Top of MATERIAL SHOWN
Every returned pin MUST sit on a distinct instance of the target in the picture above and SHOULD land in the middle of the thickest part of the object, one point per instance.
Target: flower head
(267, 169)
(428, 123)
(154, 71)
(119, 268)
Bottom of MATERIAL SHOWN
The output is every entry, printed exactly as it reads.

Every returned pin MUST sit on a distinct instance of the target in the picture above and SHOULD land in the middle of the thickest part of the object, one point per instance.
Target: flower head
(267, 169)
(428, 123)
(154, 71)
(119, 268)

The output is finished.